■ DESCRIPTION OF THE TASK
In the records below, reproduce word for word the lines starting at the one containing "Report x and y for each instance of the black" and ending at the one containing "x=390, y=490", including both of those lines.

[Coordinate labeling data]
━━━━━━━━

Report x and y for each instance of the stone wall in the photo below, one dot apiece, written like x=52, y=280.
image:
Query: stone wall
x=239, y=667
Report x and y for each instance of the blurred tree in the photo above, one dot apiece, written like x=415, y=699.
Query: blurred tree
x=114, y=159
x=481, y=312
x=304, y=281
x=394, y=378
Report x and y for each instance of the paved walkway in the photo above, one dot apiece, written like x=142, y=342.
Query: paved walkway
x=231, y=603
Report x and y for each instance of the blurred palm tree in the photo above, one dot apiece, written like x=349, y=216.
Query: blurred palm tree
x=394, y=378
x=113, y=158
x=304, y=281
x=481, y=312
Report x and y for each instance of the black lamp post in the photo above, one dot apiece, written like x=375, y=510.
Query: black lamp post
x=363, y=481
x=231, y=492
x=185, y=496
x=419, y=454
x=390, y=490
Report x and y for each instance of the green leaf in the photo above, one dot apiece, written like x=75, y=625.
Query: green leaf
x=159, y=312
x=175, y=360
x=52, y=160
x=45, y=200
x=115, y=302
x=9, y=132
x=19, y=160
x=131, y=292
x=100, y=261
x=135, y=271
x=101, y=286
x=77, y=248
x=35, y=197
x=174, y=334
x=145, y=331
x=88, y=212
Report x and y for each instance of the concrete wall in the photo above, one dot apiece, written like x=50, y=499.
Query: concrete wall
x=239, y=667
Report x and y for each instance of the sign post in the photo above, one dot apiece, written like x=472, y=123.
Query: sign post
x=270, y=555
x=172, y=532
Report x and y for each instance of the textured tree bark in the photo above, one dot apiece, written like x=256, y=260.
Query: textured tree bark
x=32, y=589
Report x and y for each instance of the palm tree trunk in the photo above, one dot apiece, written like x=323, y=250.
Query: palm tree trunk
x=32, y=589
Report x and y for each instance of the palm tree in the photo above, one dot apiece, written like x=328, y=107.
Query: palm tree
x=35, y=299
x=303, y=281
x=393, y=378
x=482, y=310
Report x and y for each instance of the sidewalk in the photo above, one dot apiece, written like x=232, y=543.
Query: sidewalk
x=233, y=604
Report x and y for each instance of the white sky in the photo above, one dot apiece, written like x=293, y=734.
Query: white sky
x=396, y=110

━━━━━━━━

■ SOLUTION TO THE EXERCISE
Report x and y for each instance of the black lamp post in the photo above, one dot apiece, written like x=375, y=510.
Query: black lamp post
x=363, y=481
x=231, y=492
x=185, y=496
x=419, y=454
x=390, y=490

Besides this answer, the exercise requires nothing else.